Available data:
-.-.-
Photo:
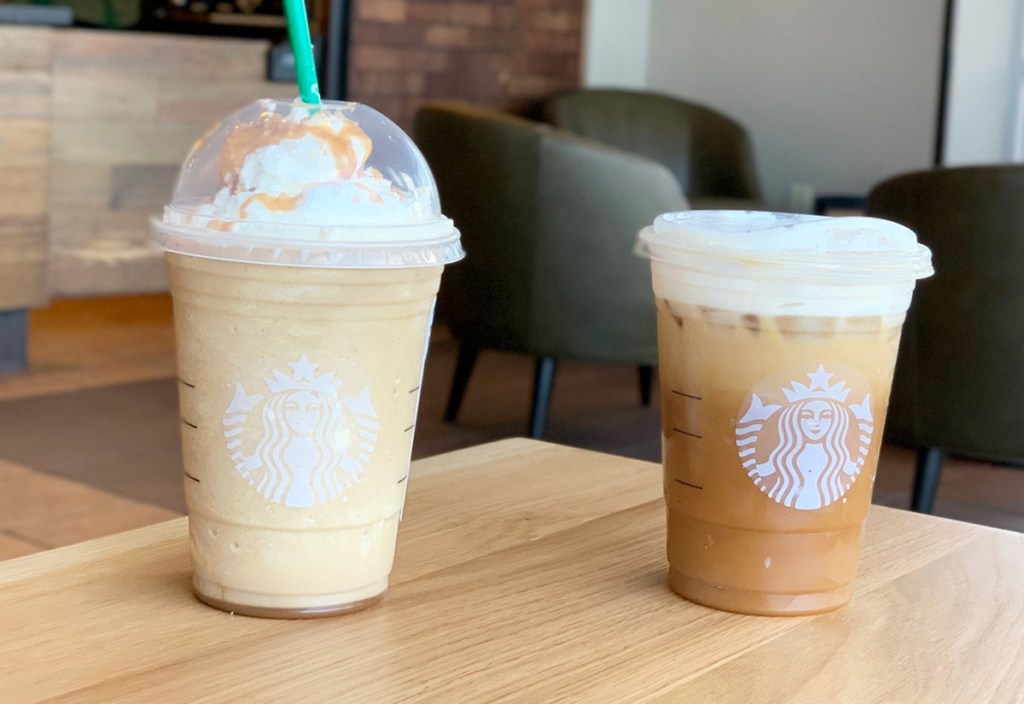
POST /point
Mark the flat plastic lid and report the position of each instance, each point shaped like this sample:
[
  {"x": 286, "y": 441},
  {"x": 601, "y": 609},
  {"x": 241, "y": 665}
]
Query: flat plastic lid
[
  {"x": 335, "y": 185},
  {"x": 857, "y": 248}
]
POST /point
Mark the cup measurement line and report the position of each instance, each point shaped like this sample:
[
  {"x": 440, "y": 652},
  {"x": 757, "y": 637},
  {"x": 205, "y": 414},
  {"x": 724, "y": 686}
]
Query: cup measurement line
[{"x": 686, "y": 432}]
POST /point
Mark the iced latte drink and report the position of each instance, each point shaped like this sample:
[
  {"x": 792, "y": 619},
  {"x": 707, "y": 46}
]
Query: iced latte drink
[
  {"x": 777, "y": 339},
  {"x": 304, "y": 248}
]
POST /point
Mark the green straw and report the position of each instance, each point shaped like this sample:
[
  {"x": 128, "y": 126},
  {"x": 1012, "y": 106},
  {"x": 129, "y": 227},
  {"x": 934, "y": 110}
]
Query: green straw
[{"x": 302, "y": 49}]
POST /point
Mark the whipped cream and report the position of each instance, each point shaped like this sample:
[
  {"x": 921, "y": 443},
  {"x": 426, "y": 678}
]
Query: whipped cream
[
  {"x": 305, "y": 168},
  {"x": 332, "y": 185}
]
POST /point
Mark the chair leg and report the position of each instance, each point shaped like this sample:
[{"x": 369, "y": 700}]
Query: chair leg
[
  {"x": 926, "y": 479},
  {"x": 463, "y": 368},
  {"x": 544, "y": 381},
  {"x": 645, "y": 372}
]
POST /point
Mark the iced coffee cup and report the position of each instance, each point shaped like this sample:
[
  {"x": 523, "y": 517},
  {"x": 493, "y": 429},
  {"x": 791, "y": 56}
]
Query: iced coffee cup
[
  {"x": 777, "y": 338},
  {"x": 304, "y": 247}
]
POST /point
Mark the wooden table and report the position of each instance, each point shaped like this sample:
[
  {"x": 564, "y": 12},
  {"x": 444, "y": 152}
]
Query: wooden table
[{"x": 526, "y": 572}]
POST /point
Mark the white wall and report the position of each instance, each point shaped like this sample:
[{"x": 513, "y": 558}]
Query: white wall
[
  {"x": 836, "y": 93},
  {"x": 616, "y": 43},
  {"x": 983, "y": 75}
]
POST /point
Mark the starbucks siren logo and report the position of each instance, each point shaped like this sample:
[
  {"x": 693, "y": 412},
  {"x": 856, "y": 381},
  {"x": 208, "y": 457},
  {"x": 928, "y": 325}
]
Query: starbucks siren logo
[
  {"x": 301, "y": 444},
  {"x": 805, "y": 450}
]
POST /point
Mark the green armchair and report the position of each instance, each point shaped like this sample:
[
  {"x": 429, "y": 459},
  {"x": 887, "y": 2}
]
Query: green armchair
[
  {"x": 960, "y": 376},
  {"x": 548, "y": 221},
  {"x": 709, "y": 154}
]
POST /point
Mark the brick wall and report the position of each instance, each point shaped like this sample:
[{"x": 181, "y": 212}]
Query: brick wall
[{"x": 502, "y": 53}]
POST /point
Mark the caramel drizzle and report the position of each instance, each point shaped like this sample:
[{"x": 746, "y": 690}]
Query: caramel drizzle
[{"x": 349, "y": 145}]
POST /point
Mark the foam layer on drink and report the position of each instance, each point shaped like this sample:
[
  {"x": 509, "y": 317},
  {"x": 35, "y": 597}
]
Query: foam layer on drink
[
  {"x": 779, "y": 264},
  {"x": 306, "y": 168},
  {"x": 281, "y": 176}
]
-.-.-
Do this: Pull out every line of the rows above that contains the word "measurement".

Final result:
Mark the cup measurement line and report the position of each instance, each point shaped like this sample:
Query: cup measurement line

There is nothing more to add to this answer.